→ **Stated problem**: Present the data below as a JSON list of strings, one string per line with blank lines omitted. Begin at the line that contains "In this photo, where can the white flower" and stop after the line that contains "pixel 491 180".

▬▬▬

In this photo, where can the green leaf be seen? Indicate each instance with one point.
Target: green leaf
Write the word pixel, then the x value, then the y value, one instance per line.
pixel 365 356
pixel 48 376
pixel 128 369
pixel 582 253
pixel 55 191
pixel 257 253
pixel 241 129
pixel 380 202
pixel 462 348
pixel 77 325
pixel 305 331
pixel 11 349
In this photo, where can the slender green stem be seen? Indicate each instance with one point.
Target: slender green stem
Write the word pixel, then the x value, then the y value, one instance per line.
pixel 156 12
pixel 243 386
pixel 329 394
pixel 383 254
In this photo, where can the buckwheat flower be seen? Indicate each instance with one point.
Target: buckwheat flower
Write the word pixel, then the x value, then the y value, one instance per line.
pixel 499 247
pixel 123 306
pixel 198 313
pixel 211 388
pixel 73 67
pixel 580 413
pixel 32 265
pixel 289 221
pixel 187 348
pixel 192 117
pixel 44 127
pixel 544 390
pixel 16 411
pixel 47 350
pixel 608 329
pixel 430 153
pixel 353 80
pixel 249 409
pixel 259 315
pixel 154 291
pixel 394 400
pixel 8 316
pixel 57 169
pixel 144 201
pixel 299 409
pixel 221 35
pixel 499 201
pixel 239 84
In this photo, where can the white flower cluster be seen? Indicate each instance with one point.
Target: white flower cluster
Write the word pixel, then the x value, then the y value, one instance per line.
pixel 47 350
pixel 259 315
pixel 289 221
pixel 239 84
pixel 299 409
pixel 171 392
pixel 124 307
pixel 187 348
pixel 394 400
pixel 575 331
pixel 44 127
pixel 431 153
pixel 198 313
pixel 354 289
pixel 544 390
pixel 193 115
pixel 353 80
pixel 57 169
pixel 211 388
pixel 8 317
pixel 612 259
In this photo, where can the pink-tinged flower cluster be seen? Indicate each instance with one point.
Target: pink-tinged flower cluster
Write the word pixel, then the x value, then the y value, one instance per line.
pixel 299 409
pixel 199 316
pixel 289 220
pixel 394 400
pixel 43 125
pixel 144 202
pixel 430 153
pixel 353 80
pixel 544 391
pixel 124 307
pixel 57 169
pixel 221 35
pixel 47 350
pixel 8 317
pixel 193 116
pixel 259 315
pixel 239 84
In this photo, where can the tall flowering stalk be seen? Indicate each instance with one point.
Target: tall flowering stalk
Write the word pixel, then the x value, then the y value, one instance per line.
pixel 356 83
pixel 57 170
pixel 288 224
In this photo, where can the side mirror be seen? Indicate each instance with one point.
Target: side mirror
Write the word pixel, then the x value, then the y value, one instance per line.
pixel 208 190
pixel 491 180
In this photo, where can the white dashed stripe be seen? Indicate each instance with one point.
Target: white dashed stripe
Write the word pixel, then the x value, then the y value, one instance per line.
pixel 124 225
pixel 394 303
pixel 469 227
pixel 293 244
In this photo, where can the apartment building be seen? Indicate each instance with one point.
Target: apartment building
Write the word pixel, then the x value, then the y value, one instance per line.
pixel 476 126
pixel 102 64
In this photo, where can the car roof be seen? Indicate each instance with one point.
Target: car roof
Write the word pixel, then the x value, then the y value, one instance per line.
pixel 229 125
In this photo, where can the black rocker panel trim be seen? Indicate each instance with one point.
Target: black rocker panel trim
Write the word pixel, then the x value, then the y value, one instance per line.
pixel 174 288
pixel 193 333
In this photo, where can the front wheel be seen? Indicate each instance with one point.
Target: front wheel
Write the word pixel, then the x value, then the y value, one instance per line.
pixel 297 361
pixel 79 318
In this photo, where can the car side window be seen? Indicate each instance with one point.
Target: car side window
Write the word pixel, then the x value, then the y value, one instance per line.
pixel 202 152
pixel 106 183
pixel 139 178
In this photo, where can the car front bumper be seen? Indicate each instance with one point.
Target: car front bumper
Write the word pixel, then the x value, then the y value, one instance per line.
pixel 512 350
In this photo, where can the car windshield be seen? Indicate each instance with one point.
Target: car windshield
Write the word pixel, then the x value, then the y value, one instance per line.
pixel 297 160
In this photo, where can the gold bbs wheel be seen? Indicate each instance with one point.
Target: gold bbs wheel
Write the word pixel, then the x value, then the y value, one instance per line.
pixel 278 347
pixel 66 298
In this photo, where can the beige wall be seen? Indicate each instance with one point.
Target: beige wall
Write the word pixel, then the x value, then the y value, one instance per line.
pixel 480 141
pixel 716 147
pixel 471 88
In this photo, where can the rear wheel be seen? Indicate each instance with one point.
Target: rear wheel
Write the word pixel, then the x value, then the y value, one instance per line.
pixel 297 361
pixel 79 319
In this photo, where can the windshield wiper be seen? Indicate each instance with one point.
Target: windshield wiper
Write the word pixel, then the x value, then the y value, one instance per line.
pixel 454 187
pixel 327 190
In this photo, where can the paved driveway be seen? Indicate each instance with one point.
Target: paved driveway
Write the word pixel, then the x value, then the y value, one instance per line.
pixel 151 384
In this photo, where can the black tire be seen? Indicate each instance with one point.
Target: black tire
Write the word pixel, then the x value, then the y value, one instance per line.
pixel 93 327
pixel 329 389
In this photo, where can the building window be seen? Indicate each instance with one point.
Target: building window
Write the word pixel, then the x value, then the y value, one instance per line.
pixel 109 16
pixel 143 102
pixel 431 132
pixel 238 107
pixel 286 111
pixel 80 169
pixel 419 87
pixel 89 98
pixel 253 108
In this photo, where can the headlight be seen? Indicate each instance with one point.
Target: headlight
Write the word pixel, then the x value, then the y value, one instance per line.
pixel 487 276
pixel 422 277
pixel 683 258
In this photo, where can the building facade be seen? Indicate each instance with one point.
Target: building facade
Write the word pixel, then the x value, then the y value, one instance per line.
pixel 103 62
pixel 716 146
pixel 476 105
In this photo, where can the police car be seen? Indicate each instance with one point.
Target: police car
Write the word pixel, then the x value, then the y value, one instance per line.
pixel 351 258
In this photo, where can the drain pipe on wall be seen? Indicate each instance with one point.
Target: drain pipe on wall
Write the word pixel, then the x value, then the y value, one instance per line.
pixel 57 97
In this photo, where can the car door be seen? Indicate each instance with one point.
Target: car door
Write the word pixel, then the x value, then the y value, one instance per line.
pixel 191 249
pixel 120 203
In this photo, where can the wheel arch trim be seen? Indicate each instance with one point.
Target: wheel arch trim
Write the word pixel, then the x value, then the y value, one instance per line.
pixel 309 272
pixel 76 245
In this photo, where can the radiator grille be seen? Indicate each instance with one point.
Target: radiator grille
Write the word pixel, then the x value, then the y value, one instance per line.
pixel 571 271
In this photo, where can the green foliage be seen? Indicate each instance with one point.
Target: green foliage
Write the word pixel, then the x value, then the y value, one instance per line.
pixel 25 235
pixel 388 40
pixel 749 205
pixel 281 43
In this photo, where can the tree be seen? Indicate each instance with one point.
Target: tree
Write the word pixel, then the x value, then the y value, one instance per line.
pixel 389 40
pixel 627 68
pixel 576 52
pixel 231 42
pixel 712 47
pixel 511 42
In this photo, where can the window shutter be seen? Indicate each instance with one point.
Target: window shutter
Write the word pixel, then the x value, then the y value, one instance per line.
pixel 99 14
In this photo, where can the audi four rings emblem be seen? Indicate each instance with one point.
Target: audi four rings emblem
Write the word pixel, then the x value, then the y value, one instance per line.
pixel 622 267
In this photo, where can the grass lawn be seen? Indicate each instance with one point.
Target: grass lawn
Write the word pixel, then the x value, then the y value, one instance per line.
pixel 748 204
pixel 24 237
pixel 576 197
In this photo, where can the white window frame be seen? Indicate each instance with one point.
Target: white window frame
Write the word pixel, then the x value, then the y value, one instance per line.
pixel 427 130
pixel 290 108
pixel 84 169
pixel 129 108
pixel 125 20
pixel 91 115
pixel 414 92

▬▬▬

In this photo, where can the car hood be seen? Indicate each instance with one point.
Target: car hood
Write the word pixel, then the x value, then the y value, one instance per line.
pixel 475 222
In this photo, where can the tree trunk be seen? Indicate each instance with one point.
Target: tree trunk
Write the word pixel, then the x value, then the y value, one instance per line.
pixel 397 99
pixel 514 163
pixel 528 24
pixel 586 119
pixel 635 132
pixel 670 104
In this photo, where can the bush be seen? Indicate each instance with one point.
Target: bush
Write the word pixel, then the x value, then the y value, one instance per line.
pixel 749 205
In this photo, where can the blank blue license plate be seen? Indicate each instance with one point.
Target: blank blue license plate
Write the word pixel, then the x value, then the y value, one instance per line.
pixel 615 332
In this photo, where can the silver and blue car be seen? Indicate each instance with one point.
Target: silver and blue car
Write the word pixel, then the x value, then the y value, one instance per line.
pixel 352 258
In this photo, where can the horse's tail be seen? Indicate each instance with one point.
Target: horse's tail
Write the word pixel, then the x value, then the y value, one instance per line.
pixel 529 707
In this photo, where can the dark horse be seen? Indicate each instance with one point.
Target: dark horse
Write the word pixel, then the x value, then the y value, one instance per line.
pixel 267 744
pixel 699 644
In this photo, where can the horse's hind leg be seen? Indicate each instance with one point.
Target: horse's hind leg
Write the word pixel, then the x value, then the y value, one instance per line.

▬▬▬

→ **Response to this task**:
[
  "In this photo, where can the white flower cluster be seen? Indicate each instance with one point.",
  "Target: white flower cluster",
  "Write the word pixel, then the x value, then the y value, one instance per line.",
  "pixel 47 350",
  "pixel 259 315",
  "pixel 289 221",
  "pixel 239 84",
  "pixel 299 409",
  "pixel 171 392",
  "pixel 124 307",
  "pixel 187 348",
  "pixel 394 400",
  "pixel 575 331",
  "pixel 44 127",
  "pixel 431 153",
  "pixel 198 313",
  "pixel 354 289",
  "pixel 544 390",
  "pixel 193 115",
  "pixel 353 80",
  "pixel 57 169",
  "pixel 211 388",
  "pixel 8 317",
  "pixel 612 259",
  "In this photo, where can the pink-tinged flower cluster be seen? Indicate each instance with one point.",
  "Target: pink-tinged flower cluster",
  "Write the word pixel, then the x value, then the y value, one instance per line.",
  "pixel 299 409",
  "pixel 199 316",
  "pixel 289 220",
  "pixel 394 400",
  "pixel 43 125",
  "pixel 144 202",
  "pixel 430 153",
  "pixel 353 80",
  "pixel 544 391",
  "pixel 124 307",
  "pixel 57 169",
  "pixel 221 35",
  "pixel 47 350",
  "pixel 8 317",
  "pixel 193 116",
  "pixel 259 315",
  "pixel 239 84",
  "In this photo, where can the tall flowering stalk be seen? Indicate each instance with one point.",
  "Target: tall flowering stalk",
  "Write the word pixel, then the x value, then the y value, one instance per line.",
  "pixel 356 83",
  "pixel 57 170",
  "pixel 288 224",
  "In this photo, where can the side mirror be seen? Indicate each instance with one point.",
  "Target: side mirror",
  "Write the word pixel, then the x value, then the y value, one instance per line.",
  "pixel 208 190",
  "pixel 491 180"
]